» WORK INSTRUCTIONS:
Convert the lines of the listing below into a JSON list of strings, one string per line, with blank lines omitted, starting with the line containing "outline --target=dark green" and going on through the line containing "Mark the region of every instance of the dark".

» Data entries:
━━━━━━━━━━

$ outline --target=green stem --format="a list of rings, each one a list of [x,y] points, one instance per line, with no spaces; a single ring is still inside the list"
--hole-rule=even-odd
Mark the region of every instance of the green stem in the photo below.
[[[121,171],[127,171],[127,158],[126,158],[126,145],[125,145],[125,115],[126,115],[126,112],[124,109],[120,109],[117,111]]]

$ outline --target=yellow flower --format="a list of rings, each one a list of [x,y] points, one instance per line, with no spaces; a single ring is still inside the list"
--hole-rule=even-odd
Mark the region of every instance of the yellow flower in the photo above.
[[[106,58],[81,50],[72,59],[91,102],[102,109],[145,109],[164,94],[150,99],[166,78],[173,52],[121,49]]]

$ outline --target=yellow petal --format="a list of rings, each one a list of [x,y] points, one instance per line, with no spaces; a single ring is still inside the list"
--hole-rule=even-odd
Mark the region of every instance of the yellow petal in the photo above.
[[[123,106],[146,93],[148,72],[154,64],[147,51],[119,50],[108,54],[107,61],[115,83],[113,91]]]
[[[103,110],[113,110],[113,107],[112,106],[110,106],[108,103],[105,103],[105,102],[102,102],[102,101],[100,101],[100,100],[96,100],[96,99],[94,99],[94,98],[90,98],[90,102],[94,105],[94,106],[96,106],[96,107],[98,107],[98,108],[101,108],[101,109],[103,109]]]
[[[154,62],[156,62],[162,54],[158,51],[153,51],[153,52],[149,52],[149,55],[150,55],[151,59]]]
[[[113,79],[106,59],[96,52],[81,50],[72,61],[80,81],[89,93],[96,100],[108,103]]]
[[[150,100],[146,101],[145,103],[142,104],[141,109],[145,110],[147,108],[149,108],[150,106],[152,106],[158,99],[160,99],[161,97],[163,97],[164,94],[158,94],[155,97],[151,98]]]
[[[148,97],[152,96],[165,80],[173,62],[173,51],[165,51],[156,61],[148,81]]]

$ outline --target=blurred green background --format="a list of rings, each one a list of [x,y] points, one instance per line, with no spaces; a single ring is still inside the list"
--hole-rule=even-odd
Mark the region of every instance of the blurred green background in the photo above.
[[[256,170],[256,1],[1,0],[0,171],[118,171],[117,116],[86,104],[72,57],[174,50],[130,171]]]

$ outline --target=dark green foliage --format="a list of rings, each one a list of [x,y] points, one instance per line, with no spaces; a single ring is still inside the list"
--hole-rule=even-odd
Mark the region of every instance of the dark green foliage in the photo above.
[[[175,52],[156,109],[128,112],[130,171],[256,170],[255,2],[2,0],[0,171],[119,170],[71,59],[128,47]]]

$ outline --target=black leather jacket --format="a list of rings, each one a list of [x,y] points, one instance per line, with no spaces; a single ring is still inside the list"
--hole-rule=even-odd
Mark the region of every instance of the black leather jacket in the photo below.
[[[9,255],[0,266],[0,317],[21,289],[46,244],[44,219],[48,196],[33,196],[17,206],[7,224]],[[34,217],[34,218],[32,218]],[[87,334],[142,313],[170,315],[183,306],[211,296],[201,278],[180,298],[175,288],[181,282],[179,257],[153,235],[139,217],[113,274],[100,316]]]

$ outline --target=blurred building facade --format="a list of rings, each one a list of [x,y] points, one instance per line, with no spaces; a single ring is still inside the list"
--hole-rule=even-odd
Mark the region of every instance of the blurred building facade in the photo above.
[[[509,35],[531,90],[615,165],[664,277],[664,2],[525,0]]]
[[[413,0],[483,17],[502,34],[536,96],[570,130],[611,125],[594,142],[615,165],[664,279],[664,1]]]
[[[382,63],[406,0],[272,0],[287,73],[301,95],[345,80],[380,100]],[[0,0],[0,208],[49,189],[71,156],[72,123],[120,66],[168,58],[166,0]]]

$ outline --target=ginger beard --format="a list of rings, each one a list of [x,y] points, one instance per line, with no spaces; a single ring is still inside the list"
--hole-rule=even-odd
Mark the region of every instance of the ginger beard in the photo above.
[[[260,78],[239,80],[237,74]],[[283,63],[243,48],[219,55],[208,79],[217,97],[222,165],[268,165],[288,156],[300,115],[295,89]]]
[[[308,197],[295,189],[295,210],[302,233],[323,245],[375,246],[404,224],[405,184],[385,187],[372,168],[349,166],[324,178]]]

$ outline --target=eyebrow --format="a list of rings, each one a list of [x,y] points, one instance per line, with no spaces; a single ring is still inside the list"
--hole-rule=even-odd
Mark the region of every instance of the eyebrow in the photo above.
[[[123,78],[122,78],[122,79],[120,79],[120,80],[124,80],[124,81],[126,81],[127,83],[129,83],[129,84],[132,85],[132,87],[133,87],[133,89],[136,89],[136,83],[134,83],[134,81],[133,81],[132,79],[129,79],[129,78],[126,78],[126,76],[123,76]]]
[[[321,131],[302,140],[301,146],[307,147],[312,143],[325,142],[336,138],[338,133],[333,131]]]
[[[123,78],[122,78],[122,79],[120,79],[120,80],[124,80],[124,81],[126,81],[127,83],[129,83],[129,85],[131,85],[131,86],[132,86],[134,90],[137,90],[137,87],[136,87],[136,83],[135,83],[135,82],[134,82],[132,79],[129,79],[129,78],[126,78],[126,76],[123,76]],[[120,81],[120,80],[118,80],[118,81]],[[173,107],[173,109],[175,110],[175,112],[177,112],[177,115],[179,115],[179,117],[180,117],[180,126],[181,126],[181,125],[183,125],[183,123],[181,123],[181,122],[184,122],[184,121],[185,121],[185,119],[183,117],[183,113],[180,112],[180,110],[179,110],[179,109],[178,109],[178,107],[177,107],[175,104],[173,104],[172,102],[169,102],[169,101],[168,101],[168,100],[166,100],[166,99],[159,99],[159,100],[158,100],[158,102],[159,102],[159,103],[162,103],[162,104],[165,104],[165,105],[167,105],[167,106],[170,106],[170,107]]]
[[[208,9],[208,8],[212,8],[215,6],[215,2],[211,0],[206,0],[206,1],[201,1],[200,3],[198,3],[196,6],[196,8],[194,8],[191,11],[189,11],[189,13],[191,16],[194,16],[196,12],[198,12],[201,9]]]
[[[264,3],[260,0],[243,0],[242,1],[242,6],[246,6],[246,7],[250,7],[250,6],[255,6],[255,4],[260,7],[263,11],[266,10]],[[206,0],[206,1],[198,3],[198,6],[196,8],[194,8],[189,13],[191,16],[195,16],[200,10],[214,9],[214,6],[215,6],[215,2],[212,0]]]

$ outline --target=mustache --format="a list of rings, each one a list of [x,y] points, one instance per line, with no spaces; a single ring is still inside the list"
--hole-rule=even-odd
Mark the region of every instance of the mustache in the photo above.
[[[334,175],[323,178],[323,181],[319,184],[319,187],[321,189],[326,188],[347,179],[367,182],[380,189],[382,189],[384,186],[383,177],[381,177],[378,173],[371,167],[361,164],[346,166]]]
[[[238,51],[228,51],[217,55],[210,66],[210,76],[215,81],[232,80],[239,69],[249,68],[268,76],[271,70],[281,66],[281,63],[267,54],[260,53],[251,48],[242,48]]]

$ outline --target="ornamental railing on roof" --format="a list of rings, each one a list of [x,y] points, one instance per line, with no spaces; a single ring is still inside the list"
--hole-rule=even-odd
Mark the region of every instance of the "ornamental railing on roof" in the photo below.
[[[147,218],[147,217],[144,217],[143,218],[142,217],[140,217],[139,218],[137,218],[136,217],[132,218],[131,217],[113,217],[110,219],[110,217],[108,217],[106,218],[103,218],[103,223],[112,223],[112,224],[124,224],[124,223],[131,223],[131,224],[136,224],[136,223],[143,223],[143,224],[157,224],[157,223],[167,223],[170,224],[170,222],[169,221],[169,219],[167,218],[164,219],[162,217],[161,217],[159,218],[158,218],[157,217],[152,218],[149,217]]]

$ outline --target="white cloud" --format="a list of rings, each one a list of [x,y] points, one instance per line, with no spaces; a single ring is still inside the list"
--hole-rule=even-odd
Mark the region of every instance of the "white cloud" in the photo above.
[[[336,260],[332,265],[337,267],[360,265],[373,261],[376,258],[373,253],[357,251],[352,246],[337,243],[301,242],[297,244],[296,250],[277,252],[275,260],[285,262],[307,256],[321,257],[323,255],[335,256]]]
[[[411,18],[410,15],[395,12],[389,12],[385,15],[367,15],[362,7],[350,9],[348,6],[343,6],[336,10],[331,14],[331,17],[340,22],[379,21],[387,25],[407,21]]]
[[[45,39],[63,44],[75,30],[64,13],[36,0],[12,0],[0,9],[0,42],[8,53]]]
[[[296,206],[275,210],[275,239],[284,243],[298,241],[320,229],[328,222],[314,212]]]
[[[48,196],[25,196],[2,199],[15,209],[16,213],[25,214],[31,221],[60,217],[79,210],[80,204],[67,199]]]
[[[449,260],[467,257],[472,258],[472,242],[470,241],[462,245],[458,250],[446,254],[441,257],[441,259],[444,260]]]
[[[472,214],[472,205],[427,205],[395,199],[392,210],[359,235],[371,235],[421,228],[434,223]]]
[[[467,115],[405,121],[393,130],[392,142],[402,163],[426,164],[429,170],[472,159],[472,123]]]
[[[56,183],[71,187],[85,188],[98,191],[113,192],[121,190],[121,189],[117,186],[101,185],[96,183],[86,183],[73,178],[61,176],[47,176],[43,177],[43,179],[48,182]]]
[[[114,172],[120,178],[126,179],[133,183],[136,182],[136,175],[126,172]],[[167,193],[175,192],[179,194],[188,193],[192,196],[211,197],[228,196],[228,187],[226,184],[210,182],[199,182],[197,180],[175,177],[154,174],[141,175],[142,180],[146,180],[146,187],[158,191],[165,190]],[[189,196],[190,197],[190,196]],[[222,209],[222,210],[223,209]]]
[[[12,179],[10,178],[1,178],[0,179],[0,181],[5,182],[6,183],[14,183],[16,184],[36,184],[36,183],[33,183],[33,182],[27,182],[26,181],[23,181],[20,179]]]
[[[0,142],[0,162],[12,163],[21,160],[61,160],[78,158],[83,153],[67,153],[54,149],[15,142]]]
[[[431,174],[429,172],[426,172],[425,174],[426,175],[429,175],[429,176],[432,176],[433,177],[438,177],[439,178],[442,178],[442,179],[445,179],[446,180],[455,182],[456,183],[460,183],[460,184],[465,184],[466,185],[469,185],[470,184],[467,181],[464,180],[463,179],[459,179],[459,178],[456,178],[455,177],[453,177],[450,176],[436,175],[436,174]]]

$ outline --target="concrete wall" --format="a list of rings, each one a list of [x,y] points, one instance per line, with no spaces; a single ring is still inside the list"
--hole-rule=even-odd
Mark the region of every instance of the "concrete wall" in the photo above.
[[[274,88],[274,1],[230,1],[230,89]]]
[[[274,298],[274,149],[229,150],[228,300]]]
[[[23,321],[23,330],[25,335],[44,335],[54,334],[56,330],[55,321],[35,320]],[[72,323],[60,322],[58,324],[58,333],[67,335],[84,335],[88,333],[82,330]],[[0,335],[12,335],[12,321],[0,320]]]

━━━━━━━━━━

» TASK SOLUTION:
[
  "$ outline --target=dark green foliage --format=\"a list of rings, each one a list of [x,y] points, one instance per line, with no spaces; a single ring is still inside the list\"",
  "--hole-rule=even-odd",
  "Mark the region of every instance of the dark green foliage in the photo above."
]